[EXERCISE AIM] Tally the lines in the entries below that contain the word "instance". Reply with that number alone.

[GIVEN DATA]
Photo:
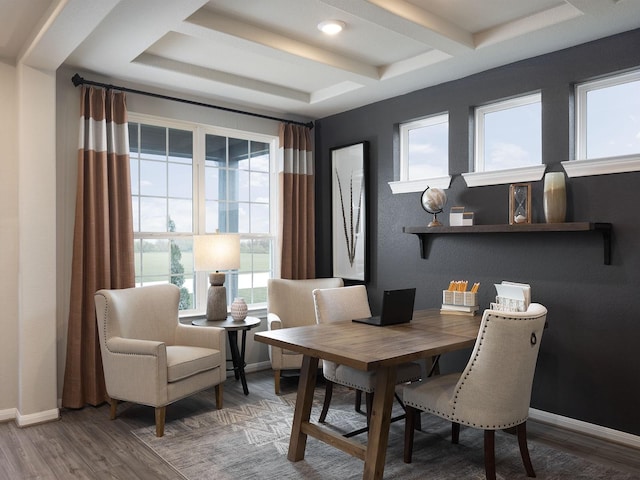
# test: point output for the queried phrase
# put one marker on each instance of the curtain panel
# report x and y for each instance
(103, 237)
(297, 207)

[RESPONSE FOR THIS EXERCISE] 2